▶ **Problem requirements**: Repeat every line below exactly, word for word.

▶ **Provided entries**:
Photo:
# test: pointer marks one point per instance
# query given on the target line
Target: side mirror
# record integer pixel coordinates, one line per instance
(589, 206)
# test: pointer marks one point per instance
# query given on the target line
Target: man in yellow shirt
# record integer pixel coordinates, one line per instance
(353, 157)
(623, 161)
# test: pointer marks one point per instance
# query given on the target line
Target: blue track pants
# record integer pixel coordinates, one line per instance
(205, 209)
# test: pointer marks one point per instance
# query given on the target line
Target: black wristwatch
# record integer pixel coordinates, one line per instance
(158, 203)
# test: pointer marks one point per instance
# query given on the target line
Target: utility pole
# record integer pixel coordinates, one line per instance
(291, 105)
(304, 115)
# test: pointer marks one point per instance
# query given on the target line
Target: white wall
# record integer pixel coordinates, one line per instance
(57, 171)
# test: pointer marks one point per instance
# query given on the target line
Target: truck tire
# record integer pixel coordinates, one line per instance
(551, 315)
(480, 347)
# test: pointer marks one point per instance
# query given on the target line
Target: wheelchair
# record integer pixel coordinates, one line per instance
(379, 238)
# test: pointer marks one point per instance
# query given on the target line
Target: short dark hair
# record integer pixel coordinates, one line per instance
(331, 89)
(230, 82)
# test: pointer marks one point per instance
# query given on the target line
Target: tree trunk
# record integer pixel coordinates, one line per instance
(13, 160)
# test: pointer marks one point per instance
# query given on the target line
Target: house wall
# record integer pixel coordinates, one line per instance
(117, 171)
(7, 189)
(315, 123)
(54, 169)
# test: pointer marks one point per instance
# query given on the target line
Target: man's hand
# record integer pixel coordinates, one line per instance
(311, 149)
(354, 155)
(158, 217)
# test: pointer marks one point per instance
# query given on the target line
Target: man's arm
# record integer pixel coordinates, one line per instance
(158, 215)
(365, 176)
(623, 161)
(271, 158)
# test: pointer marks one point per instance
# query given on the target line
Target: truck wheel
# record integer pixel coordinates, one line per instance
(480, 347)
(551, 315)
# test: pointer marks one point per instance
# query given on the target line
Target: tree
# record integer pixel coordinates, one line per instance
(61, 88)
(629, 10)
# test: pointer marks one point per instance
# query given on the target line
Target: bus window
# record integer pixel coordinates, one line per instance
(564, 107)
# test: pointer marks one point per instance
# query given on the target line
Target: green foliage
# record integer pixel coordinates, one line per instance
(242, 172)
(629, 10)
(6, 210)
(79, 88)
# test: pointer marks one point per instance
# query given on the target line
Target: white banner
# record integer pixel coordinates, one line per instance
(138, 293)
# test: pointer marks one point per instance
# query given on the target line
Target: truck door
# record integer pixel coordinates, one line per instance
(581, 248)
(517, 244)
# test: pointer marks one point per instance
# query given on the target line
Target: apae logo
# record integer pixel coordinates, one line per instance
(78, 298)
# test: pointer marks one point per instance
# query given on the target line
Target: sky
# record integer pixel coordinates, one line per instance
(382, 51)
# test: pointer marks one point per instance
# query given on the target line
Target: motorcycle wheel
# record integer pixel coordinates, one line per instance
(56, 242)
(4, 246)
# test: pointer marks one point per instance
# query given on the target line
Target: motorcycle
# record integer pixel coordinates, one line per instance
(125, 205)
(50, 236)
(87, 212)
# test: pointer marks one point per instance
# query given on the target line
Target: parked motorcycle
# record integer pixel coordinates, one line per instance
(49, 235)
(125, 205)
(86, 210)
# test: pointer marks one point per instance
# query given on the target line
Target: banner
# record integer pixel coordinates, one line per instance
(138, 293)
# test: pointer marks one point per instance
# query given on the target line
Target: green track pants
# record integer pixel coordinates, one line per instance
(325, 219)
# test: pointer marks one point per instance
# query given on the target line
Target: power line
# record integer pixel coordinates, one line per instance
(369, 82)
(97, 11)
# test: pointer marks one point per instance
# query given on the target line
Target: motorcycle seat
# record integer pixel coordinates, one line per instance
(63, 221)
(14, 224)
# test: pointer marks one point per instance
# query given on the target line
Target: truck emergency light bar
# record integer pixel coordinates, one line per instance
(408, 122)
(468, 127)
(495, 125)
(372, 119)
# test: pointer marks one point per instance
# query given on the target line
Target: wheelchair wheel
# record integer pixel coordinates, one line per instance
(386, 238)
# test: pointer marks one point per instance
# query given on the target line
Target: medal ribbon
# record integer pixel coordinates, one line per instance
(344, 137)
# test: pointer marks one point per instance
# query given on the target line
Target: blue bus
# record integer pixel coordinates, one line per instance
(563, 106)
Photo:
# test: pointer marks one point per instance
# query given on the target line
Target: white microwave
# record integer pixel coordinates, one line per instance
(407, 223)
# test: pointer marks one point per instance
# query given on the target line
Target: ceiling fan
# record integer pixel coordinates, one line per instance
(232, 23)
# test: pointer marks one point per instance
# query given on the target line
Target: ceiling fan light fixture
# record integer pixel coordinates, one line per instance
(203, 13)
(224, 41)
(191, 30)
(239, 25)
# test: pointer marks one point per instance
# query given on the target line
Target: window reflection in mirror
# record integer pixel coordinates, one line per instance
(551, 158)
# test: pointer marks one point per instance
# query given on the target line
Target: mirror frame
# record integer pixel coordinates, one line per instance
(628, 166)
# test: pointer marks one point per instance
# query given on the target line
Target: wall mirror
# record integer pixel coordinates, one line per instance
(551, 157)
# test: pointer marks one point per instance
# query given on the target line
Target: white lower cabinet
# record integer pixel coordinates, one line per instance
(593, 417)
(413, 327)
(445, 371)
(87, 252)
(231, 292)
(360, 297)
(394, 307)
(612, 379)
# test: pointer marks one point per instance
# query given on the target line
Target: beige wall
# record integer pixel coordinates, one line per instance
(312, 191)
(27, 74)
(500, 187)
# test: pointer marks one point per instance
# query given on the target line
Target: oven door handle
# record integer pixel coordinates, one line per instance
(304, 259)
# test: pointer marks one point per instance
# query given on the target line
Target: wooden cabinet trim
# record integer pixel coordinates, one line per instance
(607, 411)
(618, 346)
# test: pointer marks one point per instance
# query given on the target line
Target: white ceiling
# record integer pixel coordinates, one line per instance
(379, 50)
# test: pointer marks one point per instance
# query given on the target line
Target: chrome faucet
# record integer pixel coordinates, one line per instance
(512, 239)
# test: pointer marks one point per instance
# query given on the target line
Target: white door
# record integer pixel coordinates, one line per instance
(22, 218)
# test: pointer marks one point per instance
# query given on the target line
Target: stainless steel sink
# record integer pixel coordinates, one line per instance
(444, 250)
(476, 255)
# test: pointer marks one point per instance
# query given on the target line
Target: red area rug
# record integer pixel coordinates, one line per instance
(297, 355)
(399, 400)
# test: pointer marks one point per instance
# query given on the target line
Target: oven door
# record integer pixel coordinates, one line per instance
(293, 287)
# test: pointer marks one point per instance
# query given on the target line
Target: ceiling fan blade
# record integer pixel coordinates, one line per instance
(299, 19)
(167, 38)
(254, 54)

▶ **Reply**:
Photo:
# test: pointer marks one point per instance
# query given on the target line
Target: side mirror
# record integer pixel coordinates, one line per instance
(589, 206)
# test: pointer marks one point per instance
# query given on the target line
Target: man in yellow shirt
# record integer pixel coordinates, one line per instance
(353, 157)
(623, 161)
# test: pointer marks one point per instance
# query given on the target line
Target: blue track pants
# record integer pixel coordinates, one line per instance
(205, 209)
# test: pointer marks one point per instance
# query given on the target line
Target: black wristwatch
# record integer pixel coordinates, one line per instance
(158, 203)
# test: pointer marks one point per instance
# query given on the target line
Target: utility pole
# record integer pixel coordinates, one line per instance
(291, 105)
(304, 115)
# test: pointer marks one point per instance
# query given on the target line
Target: white wall
# record integer pixel coordinates, one line per instance
(57, 171)
# test: pointer marks one point per instance
# query given on the target line
Target: truck tire
# record integer pixel coordinates, one line per instance
(551, 315)
(480, 347)
# test: pointer marks one point per instance
# query given on the target line
Target: wheelchair
# record integer pixel coordinates, one line per instance
(379, 238)
# test: pointer marks one point per instance
# query given on the target line
Target: short dark hair
# record integer pixel coordinates, one line per instance
(331, 89)
(230, 82)
# test: pointer marks one point per instance
# query given on the target line
Target: tree trunk
# record integer pixel coordinates, one line per instance
(13, 160)
# test: pointer marks one point per instance
# query given on the target line
Target: house wall
# record integer pixel coordinates, one line per instance
(117, 171)
(7, 189)
(315, 123)
(54, 169)
# test: pointer marks one point per instance
# query given on the target line
Target: man's hand
# record integer pixel coordinates, one line per instance
(311, 149)
(354, 155)
(158, 217)
# test: pointer marks one point per instance
# query given on the target line
Target: man's arm
# record integer pixel coordinates, one line per instance
(158, 215)
(365, 176)
(623, 161)
(271, 158)
# test: pointer marks one point per instance
# query given on the target line
Target: truck wheel
# record integer pixel coordinates, one line per instance
(480, 347)
(551, 315)
# test: pointer marks one point per instance
# query given on the target line
Target: tree
# record integer pixel coordinates, one line per instance
(61, 88)
(629, 10)
# test: pointer marks one point per instance
# query given on the target line
Target: bus window
# record integer pixel coordinates, one line per instance
(564, 107)
# test: pointer marks one point per instance
# query given on the target line
Target: green foliage
# record integer pixel coordinates, one line per instance
(242, 172)
(629, 10)
(6, 210)
(79, 88)
# test: pointer marks one point per instance
# query given on the target line
Target: white banner
# record integer pixel coordinates, one line per instance
(138, 293)
# test: pointer marks one point per instance
# query given on the target line
Target: truck door
# record integer pixel coordinates, one line per instance
(581, 248)
(517, 244)
# test: pointer marks one point per instance
# query given on the target line
Target: apae logo
# record integer pixel coordinates, one line per instance
(78, 298)
# test: pointer marks one point per instance
# query given on the target line
Target: sky
# record integer pixel coordinates, one line per instance
(382, 51)
# test: pointer marks one point per instance
# query given on the target line
Target: motorcycle wheel
# record integer pixel coordinates, one line per instance
(56, 242)
(4, 246)
# test: pointer marks one point per instance
# query given on the target line
Target: motorcycle
# record integer pixel coordinates, one line per instance
(125, 205)
(50, 236)
(87, 212)
# test: pointer marks one point per instance
# query given on the target line
Target: parked motorcycle
# record integer pixel coordinates, one line per instance
(49, 235)
(125, 205)
(86, 210)
# test: pointer marks one point per instance
# query given on the target line
Target: banner
# record integer pixel coordinates, one line per instance
(138, 293)
# test: pointer marks one point per instance
# query given on the target line
Target: green track pants
# record integer pixel coordinates, one line per instance
(325, 219)
# test: pointer marks one point per instance
# query given on the target line
Target: power line
# record integer pixel coordinates, one line per instance
(369, 82)
(97, 11)
# test: pointer marks one point per instance
# query given on the target line
Target: motorcycle seat
# record integer pixel coordinates, one line per instance
(63, 221)
(14, 224)
# test: pointer marks one point per instance
# query given on the target line
Target: truck emergency light bar
# record integer pixel coordinates, one line per instance
(408, 122)
(468, 127)
(495, 125)
(372, 119)
# test: pointer marks one point per instance
# query given on the target line
Target: wheelchair wheel
# record integer pixel coordinates, one line per instance
(386, 238)
# test: pointer marks one point per instance
# query given on the target line
Target: medal ribbon
# record integer pixel coordinates, one line per instance
(344, 137)
# test: pointer marks one point per instance
# query given on the target line
Target: blue bus
# record integer pixel coordinates, one line per instance
(563, 106)
Photo:
# test: pointer marks one point per instance
# query given on the target line
Target: white microwave
# record integer pixel coordinates, one line per instance
(407, 223)
# test: pointer marks one point per instance
# query given on the target line
Target: ceiling fan
# record integer pixel coordinates, one line per instance
(232, 23)
# test: pointer marks one point per instance
# query given on the target line
Target: ceiling fan light fixture
# record integer pixel coordinates, one line per instance
(203, 13)
(224, 41)
(191, 30)
(239, 25)
# test: pointer marks one point per instance
# query given on the target line
Target: window reflection in mirror
# record integer pixel coordinates, one line per instance
(551, 158)
# test: pointer marks one point per instance
# query given on the target line
Target: mirror frame
# record integer pixel coordinates, one line per instance
(628, 166)
# test: pointer marks one point per instance
# query given on the target line
Target: wall mirror
# record integer pixel coordinates, one line per instance
(551, 157)
# test: pointer marks one point per instance
# query given on the target line
Target: white lower cabinet
# record integer pixel coordinates, one line per instance
(593, 417)
(413, 327)
(445, 371)
(87, 252)
(231, 292)
(360, 297)
(394, 307)
(612, 379)
# test: pointer marks one point per instance
# query given on the target line
Target: beige wall
# record integer pixel coordinates, one line per instance
(312, 191)
(27, 74)
(500, 187)
# test: pointer marks one point per instance
# query given on the target line
Target: oven door handle
# record integer pixel coordinates, one line per instance
(304, 259)
# test: pointer marks one point per instance
# query given on the target line
Target: wooden cabinet trim
# record integer pixel coordinates, one line per instance
(607, 411)
(618, 346)
# test: pointer marks one point per instance
# query given on the target line
Target: white ceiling
# record integer pixel coordinates, one line per instance
(379, 50)
# test: pointer marks one point per instance
# query given on the target line
Target: chrome faucet
# record integer pixel coordinates, one line per instance
(512, 239)
# test: pointer marks one point per instance
# query given on the target line
Target: white door
# record integer pixel coordinates, one line per instance
(22, 218)
# test: pointer marks one point per instance
# query given on the target line
Target: stainless steel sink
# record integer pixel coordinates, one line per instance
(444, 250)
(476, 255)
# test: pointer marks one point per instance
# query given on the target line
Target: red area rug
# record integer pixel coordinates, one line per instance
(297, 355)
(399, 400)
# test: pointer marks one point per instance
# query given on the target line
Target: oven door
# record integer pixel coordinates, one line per instance
(293, 287)
# test: pointer marks one point per instance
# query given on the target line
Target: ceiling fan blade
# record integer pixel coordinates, one line per instance
(299, 19)
(167, 38)
(254, 54)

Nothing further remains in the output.